§ **To do**: Leave out the images; return the rest of the data exactly.

^^^^^^^^

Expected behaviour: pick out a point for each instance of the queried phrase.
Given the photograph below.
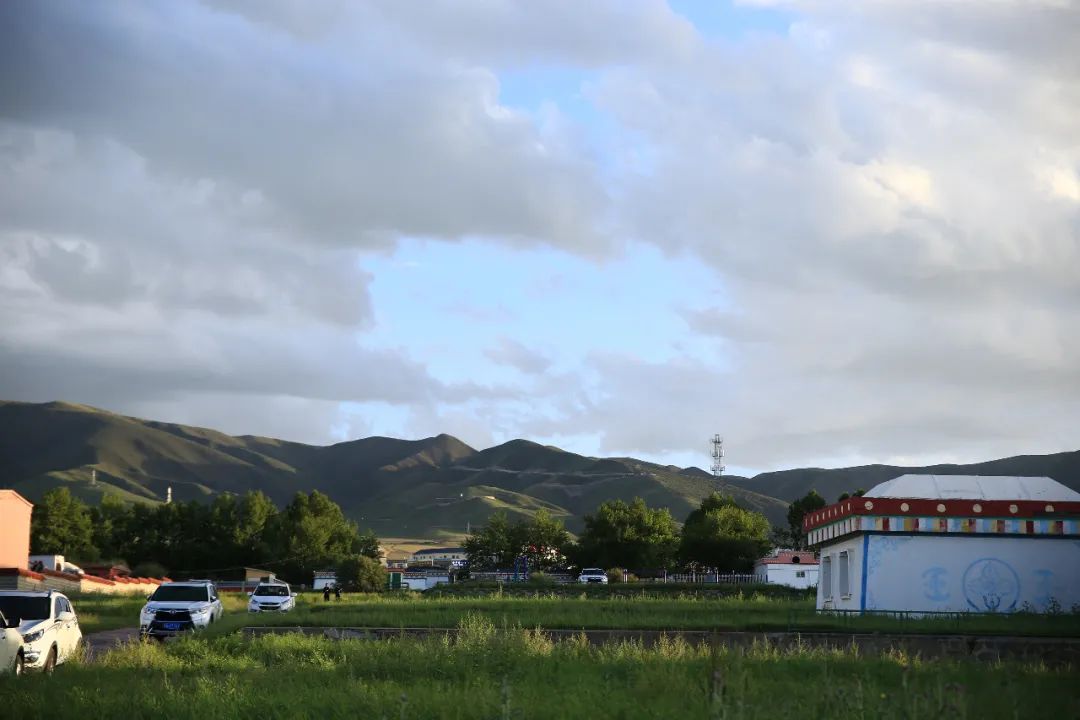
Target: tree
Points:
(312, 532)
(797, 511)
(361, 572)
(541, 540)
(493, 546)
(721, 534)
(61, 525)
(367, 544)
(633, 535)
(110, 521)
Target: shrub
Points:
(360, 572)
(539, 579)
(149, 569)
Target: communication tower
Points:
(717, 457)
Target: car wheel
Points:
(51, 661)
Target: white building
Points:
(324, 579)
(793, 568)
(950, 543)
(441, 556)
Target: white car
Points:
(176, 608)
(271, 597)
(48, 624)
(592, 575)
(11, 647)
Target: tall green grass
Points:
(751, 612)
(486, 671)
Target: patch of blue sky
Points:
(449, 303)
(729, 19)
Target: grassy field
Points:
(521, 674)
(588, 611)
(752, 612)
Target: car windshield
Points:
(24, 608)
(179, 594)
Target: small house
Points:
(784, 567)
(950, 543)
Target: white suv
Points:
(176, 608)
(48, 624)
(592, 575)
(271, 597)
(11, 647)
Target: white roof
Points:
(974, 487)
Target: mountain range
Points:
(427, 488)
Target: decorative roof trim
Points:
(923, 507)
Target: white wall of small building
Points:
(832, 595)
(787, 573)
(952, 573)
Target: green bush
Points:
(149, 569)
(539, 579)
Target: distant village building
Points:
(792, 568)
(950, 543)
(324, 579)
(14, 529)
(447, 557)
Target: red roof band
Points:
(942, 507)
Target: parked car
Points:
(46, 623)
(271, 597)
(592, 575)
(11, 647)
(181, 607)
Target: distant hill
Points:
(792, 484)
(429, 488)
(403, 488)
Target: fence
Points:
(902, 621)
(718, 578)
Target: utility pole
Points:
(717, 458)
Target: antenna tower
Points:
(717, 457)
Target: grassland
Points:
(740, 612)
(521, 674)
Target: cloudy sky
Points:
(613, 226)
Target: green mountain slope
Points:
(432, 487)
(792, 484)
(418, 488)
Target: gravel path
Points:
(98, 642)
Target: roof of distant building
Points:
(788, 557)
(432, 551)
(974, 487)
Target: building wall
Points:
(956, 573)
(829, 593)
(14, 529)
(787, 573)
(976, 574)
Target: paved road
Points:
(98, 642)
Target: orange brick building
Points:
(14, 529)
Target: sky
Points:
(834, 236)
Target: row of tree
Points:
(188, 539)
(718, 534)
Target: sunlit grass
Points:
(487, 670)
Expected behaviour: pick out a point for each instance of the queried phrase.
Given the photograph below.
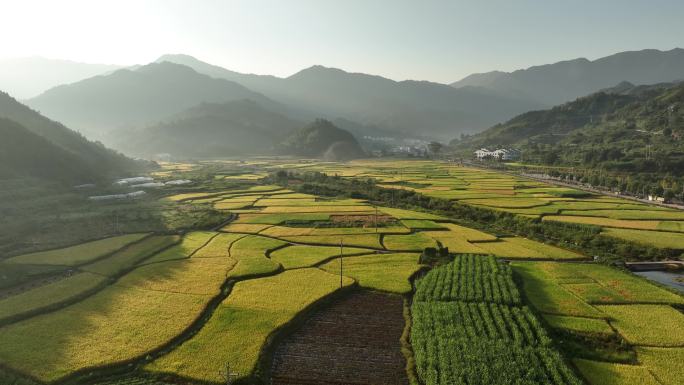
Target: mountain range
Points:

^^^^^^^^

§ **Answer to this task**:
Expected behaviour: pick out a point for each instance of the queried phrase.
Given the photograph below.
Target: tree
Points:
(312, 532)
(797, 511)
(361, 572)
(541, 540)
(493, 546)
(721, 534)
(61, 525)
(367, 544)
(633, 535)
(110, 521)
Target: shrub
Points:
(360, 572)
(539, 579)
(149, 569)
Target: communication tower
Points:
(717, 457)
Target: car wheel
Points:
(51, 661)
Target: white building
Points:
(324, 579)
(793, 568)
(950, 543)
(441, 556)
Target: white car
Points:
(176, 608)
(271, 597)
(48, 624)
(592, 575)
(11, 647)
Target: tall green grass
Points:
(751, 612)
(486, 671)
Target: patch of blue sky
Points:
(449, 303)
(729, 19)
Target: grassy field
Points:
(521, 674)
(588, 611)
(752, 612)
Target: car windshield
Points:
(24, 608)
(179, 594)
Target: small house
Points:
(784, 567)
(950, 543)
Target: white suv
Points:
(176, 608)
(48, 624)
(592, 575)
(271, 597)
(11, 647)
Target: white roof
Points:
(974, 487)
Target: mountain range
Points:
(427, 488)
Target: decorative roof trim
Points:
(923, 507)
Target: white wall of small building
Points:
(832, 595)
(787, 573)
(952, 573)
Target: green bush
Points:
(149, 569)
(539, 579)
Target: distant village building
Points:
(792, 568)
(950, 543)
(324, 579)
(14, 529)
(447, 557)
Target: red roof band
Points:
(942, 507)
Target: parked car
Points:
(46, 623)
(271, 597)
(592, 575)
(11, 647)
(181, 607)
Target: distant hill
Points:
(792, 484)
(429, 488)
(403, 488)
Target: fence
Points:
(902, 621)
(718, 578)
Target: utility pole
Points:
(717, 458)
Target: antenna tower
Points:
(717, 457)
Target: grassland
Points:
(740, 612)
(521, 674)
Target: cloudy sky
Points:
(613, 226)
Target: green mountain slope
Points:
(432, 487)
(792, 484)
(418, 488)
Target: gravel path
Points:
(98, 642)
Target: roof of distant building
Points:
(788, 557)
(432, 551)
(974, 487)
Target: building wall
Points:
(956, 573)
(829, 593)
(14, 529)
(787, 573)
(976, 574)
Target: paved road
Points:
(98, 642)
Target: orange brick building
Points:
(14, 529)
Target: sky
Points:
(834, 236)
Target: row of tree
Points:
(188, 539)
(718, 534)
Target: sunlit grass
Points:
(487, 670)
Expected behaviour: pick out a point for each instance of the queried phrase.
Given the photograph below.
Target: mountain range
Points:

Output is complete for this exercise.